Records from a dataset

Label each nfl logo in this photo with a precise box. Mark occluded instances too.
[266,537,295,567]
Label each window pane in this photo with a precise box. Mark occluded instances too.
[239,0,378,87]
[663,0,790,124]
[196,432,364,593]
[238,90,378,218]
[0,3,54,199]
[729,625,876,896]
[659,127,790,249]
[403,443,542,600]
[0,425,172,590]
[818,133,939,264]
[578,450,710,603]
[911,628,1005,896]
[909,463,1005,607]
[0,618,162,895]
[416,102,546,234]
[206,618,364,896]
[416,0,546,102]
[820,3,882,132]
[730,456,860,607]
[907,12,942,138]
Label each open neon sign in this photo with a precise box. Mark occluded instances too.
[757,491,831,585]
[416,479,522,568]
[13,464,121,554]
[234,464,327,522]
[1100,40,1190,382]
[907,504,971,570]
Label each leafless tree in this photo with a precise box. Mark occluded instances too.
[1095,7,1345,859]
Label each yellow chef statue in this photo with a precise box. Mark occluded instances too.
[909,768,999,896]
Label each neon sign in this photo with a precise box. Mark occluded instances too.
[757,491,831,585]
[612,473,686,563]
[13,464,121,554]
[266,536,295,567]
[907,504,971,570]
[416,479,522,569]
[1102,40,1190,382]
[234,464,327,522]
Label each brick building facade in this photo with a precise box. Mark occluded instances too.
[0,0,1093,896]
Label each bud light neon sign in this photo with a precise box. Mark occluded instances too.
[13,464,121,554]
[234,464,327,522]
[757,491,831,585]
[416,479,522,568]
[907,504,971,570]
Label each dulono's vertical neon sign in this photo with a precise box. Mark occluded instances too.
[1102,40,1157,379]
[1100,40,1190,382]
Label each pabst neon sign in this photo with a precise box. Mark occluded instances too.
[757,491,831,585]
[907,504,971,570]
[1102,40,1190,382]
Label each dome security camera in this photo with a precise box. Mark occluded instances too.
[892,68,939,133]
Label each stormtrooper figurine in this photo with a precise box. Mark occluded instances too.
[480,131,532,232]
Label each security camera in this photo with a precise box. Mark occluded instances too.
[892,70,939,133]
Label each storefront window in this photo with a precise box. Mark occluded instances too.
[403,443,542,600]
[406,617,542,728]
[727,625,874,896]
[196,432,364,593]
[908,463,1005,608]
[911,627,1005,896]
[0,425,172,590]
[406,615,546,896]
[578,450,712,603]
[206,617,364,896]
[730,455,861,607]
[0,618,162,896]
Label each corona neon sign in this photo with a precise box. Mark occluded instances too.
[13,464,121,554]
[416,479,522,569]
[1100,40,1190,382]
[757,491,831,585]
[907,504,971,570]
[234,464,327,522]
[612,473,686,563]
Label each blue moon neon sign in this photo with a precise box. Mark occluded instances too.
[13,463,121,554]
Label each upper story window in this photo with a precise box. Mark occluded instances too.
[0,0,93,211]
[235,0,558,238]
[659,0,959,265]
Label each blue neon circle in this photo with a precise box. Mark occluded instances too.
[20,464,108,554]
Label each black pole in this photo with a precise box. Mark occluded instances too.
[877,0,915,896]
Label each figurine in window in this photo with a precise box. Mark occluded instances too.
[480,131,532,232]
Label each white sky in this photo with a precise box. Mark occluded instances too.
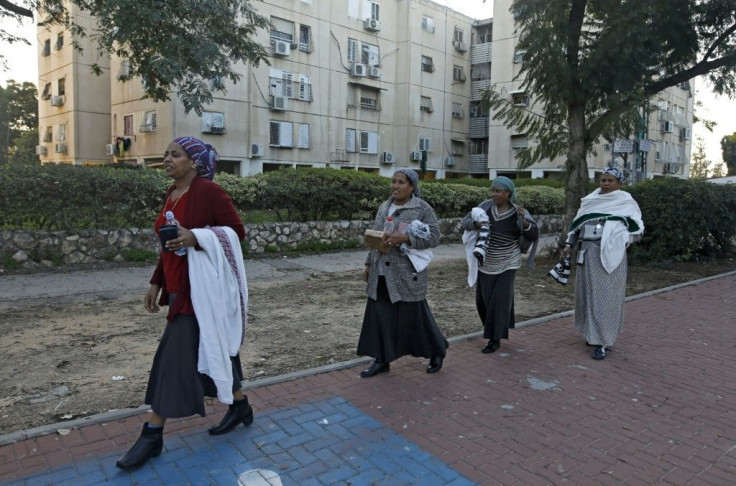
[0,0,736,166]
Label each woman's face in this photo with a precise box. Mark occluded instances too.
[164,142,197,180]
[391,172,414,203]
[491,187,511,207]
[598,174,621,194]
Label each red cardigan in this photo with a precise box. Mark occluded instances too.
[150,177,245,320]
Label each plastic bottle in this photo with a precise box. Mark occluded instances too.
[164,211,187,256]
[383,216,394,235]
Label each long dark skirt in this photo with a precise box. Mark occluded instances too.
[357,277,450,363]
[145,315,243,418]
[475,270,516,340]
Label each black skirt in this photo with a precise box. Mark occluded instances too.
[357,277,450,363]
[145,314,243,418]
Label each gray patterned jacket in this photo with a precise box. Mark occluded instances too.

→ Stated problem: Extract every one of the lines above verbatim, leaving out the pictures.

→ Result below:
Label each nfl logo in this photo with a precise box. Mark occluded instances too.
[266,537,295,567]
Label each window pane in this photo with a precise box. Mark occluded instances too.
[239,0,378,87]
[663,0,790,124]
[196,432,364,593]
[238,90,378,218]
[0,3,54,199]
[729,625,876,896]
[659,127,790,249]
[403,443,542,600]
[0,425,172,590]
[818,133,939,264]
[578,450,710,603]
[911,628,1005,896]
[909,463,1005,607]
[0,618,162,895]
[416,102,546,234]
[206,618,364,896]
[416,0,546,102]
[820,3,882,132]
[730,456,860,607]
[907,12,942,138]
Label each open neon sign in this photo with a precise box. Mark occluded instances too.
[757,491,831,585]
[416,479,522,568]
[13,464,121,554]
[234,464,327,522]
[1100,40,1190,382]
[907,504,971,570]
Label each leafless tree in this photo with a precise box. Mark occluded instances too.
[1095,7,1345,859]
Label each yellow chef statue in this photo with a precise box. Mark occluded instances too.
[909,768,999,896]
Label each neon sign in this photo with a precise box. Mark occluded instances too.
[757,491,831,585]
[612,473,686,563]
[13,464,121,554]
[266,536,295,567]
[907,504,971,570]
[416,479,522,569]
[1102,40,1190,382]
[234,464,327,522]
Label each brick building facade in this photo with a precise box. Mark occluded instances too.
[0,0,1093,896]
Label each bud light neon sign in this photo with a precise box. Mark occluded instances too.
[13,464,121,554]
[234,464,327,522]
[757,491,831,585]
[416,479,522,568]
[907,504,971,570]
Label each dulono's vertical neon sign in this photo with a precise box. Mark occluded instances too.
[1102,40,1157,379]
[1100,40,1190,382]
Label each pabst neon sign in this photo with a precise box. Mark occluded instances too.
[757,491,831,585]
[907,504,971,570]
[1102,40,1190,382]
Label each dome security camera in this photo with a precise box. Mark occluded instances too.
[892,68,939,133]
Label each stormtrooper figurine in this photo with a precise box. Mark occluded instances too.
[480,131,532,232]
Label each security camera in this photo with a precise box. Mark occluded instances too.
[892,70,939,133]
Label each storefront window in this photo with a precise box. Mark occluded instances too.
[403,443,542,600]
[406,617,542,728]
[727,625,874,896]
[196,432,364,593]
[908,463,1005,608]
[911,627,1005,896]
[0,425,172,590]
[406,615,546,896]
[578,450,712,603]
[206,617,364,896]
[730,455,861,607]
[0,618,162,896]
Label each corona neon sign in this photo with a precise box. Mark occluded instances too.
[13,464,121,554]
[416,479,522,569]
[1100,40,1190,382]
[757,491,831,585]
[907,504,971,570]
[234,464,327,522]
[612,473,686,563]
Label each blue moon neon sign in this photo with a precise box. Mark occluded instances too.
[13,463,121,554]
Label each upper story window in this photo with a precise box. Mark occluded instances too.
[0,0,93,211]
[235,0,558,238]
[659,0,959,265]
Label each blue neon circle in this photo with a precise box. Mark occluded instances too.
[20,464,108,554]
Label each black pole in this photo with a precise box. Mark occluded instances too.
[877,0,915,896]
Label each figurine in window in this photo with a precise box. Mark occluded instances too.
[480,131,532,232]
Label each white sky in this photo with a precise box. Mark occluded instances too.
[0,0,736,166]
Label each woman's face in this photo with a precise box. Mark occluded instances too.
[164,142,197,180]
[391,172,414,203]
[491,187,511,207]
[598,174,621,194]
Label each red cardigan in this photo with a precise box. Mark occluded instances too.
[150,177,245,320]
Label each plastic bottle in this photo with a precise box. Mark occluded instances too.
[164,211,187,256]
[383,216,394,235]
Label each long dark skirt in this photo with a precise box. Mark occluded instances too.
[357,277,450,363]
[145,315,243,418]
[475,270,516,340]
Label each black skirt in this photo with a precise box. Mark occluded instances too.
[357,277,450,363]
[145,314,243,418]
Label each gray patterned jacket in this photo with a precise box. Mark occluded instances too.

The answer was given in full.